(INFORMATION SHOWN begins)

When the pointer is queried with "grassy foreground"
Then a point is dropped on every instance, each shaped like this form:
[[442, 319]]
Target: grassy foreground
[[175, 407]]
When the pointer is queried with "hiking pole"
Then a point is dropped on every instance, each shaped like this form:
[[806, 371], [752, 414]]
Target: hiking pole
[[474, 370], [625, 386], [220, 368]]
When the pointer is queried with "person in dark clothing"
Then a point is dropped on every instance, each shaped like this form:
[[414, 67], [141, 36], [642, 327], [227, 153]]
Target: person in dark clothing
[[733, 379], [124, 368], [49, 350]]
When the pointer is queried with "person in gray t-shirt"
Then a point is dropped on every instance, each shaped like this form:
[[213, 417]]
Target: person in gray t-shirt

(INFORMATION SHOWN ends)

TASK ITEM: Exactly the lines from the one with "Target: grassy foreground" through the end of the entries, both included, should be written out, and no others.

FINISHED EXERCISE:
Target: grassy foreground
[[175, 407]]
When the pointer is queried with "hiking pole"
Then a point is dropped on every instance, each shaped like this form:
[[806, 371], [752, 414]]
Target: hiking pole
[[474, 370], [625, 386], [220, 368]]
When the pointer is queried with "person in dark clothing"
Then a point is dropped on every instance, each shaped like this form:
[[414, 67], [141, 36], [642, 327], [227, 153]]
Target: person in dark clothing
[[733, 379], [124, 368], [49, 350]]
When the pointer is queried with "person in gray t-shirt"
Then a point is dropped on every instance, each shaped like this form:
[[213, 417]]
Target: person in gray t-shirt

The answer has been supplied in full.